* [The problem]: Quote only the lines that start at the line with "the white stucco" and run to the end of the entries; omit the pictures.

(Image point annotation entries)
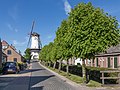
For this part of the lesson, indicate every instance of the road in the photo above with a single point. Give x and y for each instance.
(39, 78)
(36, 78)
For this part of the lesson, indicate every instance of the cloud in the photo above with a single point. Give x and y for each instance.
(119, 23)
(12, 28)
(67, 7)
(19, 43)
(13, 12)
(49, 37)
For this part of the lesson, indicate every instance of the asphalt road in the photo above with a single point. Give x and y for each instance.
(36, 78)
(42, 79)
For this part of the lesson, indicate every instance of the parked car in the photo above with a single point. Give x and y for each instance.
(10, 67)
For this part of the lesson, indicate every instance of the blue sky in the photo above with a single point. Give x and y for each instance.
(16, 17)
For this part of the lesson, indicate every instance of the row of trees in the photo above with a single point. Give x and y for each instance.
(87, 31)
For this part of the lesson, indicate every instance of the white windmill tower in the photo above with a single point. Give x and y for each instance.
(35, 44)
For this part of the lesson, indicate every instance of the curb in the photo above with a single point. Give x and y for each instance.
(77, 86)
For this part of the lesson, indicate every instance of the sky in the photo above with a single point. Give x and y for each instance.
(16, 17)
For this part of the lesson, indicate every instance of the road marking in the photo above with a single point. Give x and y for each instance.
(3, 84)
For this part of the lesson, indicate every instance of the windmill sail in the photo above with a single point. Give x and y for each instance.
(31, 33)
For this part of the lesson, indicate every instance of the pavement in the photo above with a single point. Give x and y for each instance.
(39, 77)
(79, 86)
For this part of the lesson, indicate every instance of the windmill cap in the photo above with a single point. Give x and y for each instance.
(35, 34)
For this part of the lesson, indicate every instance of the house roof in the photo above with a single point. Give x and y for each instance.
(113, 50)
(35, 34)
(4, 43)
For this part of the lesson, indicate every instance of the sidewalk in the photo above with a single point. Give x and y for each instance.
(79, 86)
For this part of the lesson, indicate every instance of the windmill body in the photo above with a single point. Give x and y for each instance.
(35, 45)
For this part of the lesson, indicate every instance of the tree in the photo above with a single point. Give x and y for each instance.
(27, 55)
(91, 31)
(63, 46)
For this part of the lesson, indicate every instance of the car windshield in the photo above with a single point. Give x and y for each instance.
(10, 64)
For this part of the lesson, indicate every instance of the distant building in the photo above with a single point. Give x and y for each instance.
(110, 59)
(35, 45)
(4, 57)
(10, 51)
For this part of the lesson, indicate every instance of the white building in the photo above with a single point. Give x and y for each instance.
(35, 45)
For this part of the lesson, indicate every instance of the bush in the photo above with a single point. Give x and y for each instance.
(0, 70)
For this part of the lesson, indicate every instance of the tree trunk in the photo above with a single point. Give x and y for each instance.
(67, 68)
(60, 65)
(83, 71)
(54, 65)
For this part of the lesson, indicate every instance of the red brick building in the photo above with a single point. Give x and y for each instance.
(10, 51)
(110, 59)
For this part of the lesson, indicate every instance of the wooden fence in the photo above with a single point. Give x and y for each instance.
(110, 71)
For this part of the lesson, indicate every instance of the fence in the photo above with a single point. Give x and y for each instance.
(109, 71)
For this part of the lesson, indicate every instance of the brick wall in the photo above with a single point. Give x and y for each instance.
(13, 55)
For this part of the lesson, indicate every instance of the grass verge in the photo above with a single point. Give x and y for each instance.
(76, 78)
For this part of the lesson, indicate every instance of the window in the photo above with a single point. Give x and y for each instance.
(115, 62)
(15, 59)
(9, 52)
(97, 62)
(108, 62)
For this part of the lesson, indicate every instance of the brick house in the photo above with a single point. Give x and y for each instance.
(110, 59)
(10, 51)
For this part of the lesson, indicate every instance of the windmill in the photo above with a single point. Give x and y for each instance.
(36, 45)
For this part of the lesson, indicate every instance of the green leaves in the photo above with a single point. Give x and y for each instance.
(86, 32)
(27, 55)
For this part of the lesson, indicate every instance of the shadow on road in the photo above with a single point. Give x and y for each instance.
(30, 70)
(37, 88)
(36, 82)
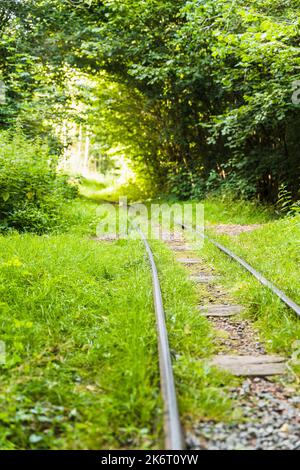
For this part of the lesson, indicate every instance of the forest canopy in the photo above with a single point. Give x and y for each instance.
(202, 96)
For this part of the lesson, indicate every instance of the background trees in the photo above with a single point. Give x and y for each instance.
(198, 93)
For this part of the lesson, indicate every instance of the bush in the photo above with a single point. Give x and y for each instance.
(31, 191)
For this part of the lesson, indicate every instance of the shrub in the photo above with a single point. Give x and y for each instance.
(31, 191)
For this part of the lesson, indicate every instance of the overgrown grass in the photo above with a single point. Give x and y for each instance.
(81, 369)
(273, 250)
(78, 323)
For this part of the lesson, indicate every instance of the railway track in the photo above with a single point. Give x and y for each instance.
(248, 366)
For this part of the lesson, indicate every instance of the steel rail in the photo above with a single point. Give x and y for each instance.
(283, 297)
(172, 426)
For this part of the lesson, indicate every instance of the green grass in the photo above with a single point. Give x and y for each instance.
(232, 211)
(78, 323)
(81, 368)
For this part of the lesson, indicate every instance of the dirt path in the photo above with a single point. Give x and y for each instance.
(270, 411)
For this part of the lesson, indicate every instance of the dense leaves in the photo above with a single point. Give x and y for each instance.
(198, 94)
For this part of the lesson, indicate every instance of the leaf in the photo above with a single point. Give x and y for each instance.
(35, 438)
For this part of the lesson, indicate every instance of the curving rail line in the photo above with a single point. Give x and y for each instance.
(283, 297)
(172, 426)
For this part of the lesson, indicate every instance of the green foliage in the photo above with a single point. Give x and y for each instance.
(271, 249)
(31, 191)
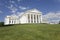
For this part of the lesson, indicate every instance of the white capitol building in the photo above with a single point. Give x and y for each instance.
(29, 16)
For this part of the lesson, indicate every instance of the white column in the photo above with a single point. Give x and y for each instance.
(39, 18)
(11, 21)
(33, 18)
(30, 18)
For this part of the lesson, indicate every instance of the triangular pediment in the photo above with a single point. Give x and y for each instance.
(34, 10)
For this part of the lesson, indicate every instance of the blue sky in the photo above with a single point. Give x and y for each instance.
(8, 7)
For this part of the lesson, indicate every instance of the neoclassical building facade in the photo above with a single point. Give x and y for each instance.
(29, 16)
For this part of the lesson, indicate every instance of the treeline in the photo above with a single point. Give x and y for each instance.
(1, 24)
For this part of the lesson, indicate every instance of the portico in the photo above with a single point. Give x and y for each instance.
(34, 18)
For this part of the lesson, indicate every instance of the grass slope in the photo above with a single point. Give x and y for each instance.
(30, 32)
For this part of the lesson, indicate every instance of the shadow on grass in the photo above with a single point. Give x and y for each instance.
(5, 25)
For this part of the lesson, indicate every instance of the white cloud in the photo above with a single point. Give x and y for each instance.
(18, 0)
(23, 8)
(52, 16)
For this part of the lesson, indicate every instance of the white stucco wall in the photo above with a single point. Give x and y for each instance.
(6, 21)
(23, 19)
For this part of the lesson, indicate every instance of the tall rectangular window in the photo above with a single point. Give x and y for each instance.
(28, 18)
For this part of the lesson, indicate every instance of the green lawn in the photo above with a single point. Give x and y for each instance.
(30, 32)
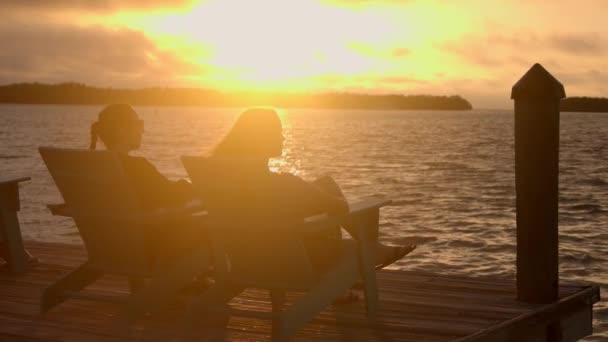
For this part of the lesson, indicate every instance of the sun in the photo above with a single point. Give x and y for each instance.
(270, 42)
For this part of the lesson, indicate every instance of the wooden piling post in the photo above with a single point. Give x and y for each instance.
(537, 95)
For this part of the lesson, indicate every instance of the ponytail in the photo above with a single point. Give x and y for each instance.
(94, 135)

* [Exercise solution]:
For this part of the lesson, indicate every instance of the white stucco wall in the photo above with a single point. Give x and y for each instance.
(6, 21)
(23, 19)
For this part of the lesson, indicate every instance of the tall rectangular window in the photo above with a single point. Give x and y for each instance.
(28, 18)
For this part of the lesson, indicate every instance of the green lawn in the photo above with a single point. Give x and y for each instance.
(30, 32)
For this part of the lesson, indicate every instance of the sun in the photo above with a single point. Give x and y for each instance.
(270, 42)
For this part of the lesson, indicate every instance of the wooden piling post in the photo above with a single point. Give x and y for each instance.
(537, 95)
For this part of the lesson, indicate every instance of the ponytail in the photo above with a single point. Give x and y for each instance.
(94, 135)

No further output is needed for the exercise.